╭─ Texte de départ
La révolution sexuelle a-t-elle eu lieu ?

Les années 1970 ont fait tomber des tabous anciens en matière de sexualité. C’est ce que montrent la diversification des pratiques et la liberté des discours et des images. Pour autant, la révolution sexuelle a-t-elle vraiment libéré les générations suivantes ?

Les années 1960 ont profondément inscrit leur marque dans l’histoire des sociétés occidentales. Lors de cette période qui concentre contestations d’ordre moral, politique et économique, les spécialistes s’accordent à pointer une révolution historique en matière de sexualité. 1968 en constitue certes le point d’orgue. Alors que des philosophes comme Félix Guattari recommandent de « libérer le désir », les étudiants des mouvements de mai ont pour slogan de « faire l’amour, pas la guerre », de « jouir sans entraves ». Un auteur libertaire proche du mouvement situationniste comme Raoul Vaneigem, dans son Traité de savoir-vivre à l’usage des jeunes générations (1967), prône « un déchaînement des plaisirs sans restriction ». Cette année-là, la première génération des baby-boomers a 20 ans ; ses maîtres à penser sont aussi bien, hormis les marxistes, les antipsychiatres qui recommandent la « mort de la famille » (Ronald Laing et David Cooper), des penseurs comme Herbert Marcuse (Éros et civilisation) et Wilhelm Reich (La Révolution sexuelle) qui font des pulsions sexuelles le moteur de l’émancipation humaine, des féministes américaines qui dénoncent l’asymétrie des rapports de sexe, des auteurs comme Margaret Mead qui font miroiter l’idée que, dans les îles du Pacifique, la liberté des mœurs règne dès le jeune âge.
╰─
**Consignes à suivre:**
1. Recopiez, dans le texte sur la révolution sexuelle, le passage qui commence par les mots contenant « La révolution sexuelle a-t-elle eu » et se termine par « les générations suivantes ? ».
2. Reprenez le texte sur la révolution sexuelle là où il s'arrête et poursuivez-le.
Vous n'aurez pas besoin du matériel placé après ce texte.
╭─ Partie matériel
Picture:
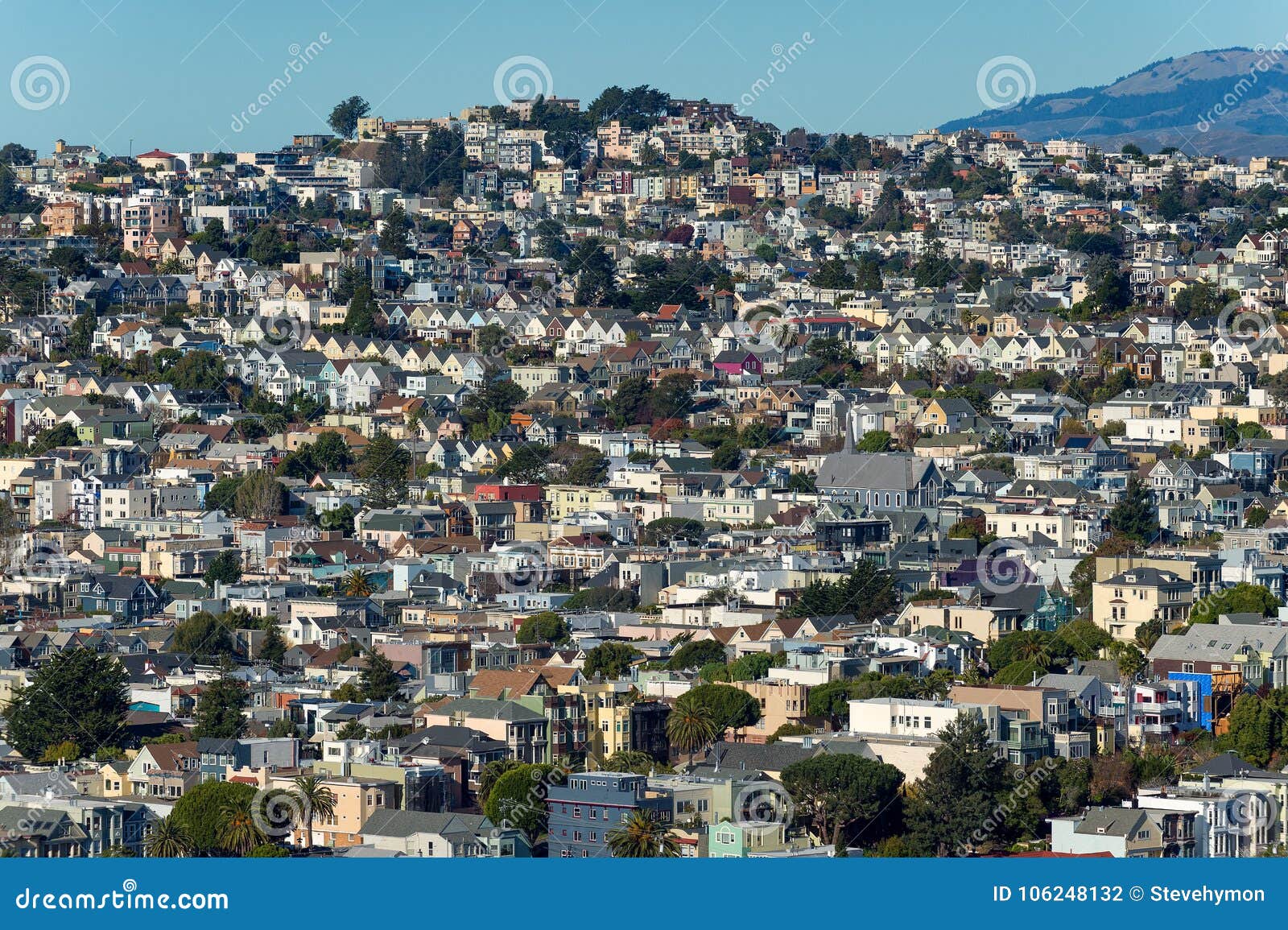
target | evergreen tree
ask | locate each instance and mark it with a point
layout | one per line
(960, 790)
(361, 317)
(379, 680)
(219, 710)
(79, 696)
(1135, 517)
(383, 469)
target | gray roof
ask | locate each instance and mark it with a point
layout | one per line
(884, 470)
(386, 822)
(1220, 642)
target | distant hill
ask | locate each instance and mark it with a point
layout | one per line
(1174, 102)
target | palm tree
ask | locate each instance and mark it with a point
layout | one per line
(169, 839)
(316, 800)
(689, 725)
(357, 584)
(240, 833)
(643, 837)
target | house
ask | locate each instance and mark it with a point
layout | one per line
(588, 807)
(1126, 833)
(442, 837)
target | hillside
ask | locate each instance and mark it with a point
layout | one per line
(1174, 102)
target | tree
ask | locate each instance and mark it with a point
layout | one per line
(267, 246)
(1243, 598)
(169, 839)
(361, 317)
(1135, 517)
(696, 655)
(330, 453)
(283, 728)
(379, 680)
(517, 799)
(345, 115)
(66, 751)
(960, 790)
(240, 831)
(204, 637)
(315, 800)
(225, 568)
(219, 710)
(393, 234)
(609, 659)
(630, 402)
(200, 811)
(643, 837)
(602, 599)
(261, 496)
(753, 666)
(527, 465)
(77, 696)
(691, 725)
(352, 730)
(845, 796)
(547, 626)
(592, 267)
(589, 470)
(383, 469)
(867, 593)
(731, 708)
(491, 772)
╰─
**Réponses dans l'ordre:**
1.
La révolution sexuelle a-t-elle eu lieu ?

Les années 1970 ont fait tomber des tabous anciens en matière de sexualité. C’est ce que montrent la diversification des pratiques et la liberté des discours et des images. Pour autant, la révolution sexuelle a-t-elle vraiment libéré les générations suivantes ?

2.
Une lame de fond libertine

« Aimons, foutons, ce sont des plaisirs
Qu’il ne faut pas que l’on sépare;
La jouissance et les désirs
Sont ce que l’âme a de plus rare »,

écrivait le respectable fabuliste Jean de la Fontaine dans ses Contes licencieux… Si les poussées libertines n’ont pas attendu le XXe siècle pour se manifester et secouer le carcan des valeurs morales et religieuses dans lequel fut longtemps enfermée la sexualité du monde occidental, elles étaient toujours restées cantonnées à des petits groupes marginaux. À partir des années 1950, avec l’avènement de la culture de masse, c’est une véritable lame de fond qui va faire tomber des tabous millénaires. Du scandaleux rapport Kinsey à la diffusion de romans sulfureux comme le Lolita de Vladimir Nabokov (1955), ou le Tropique du Cancer d’Henry Miller (1934, interdit aux États-Unis jusqu’aux années 1960), en passant par le succès d’un cinéma qui exhibe les corps nus et sensuels d’une Brigitte Bardot (Et Dieu créa la femme, 1956) ou d’une Marylin Monroe, la littérature, le cinéma sont bientôt relayés par les magazines ou les émissions de radios où l’on débat librement de pratiques sexuelles… Les seins se donnent à voir sur les plages et les pelouses. Des communautés où se pratique l’amour libre fleurissent et les militantismes – féministe et homosexuel – sont dans leur phase la plus active.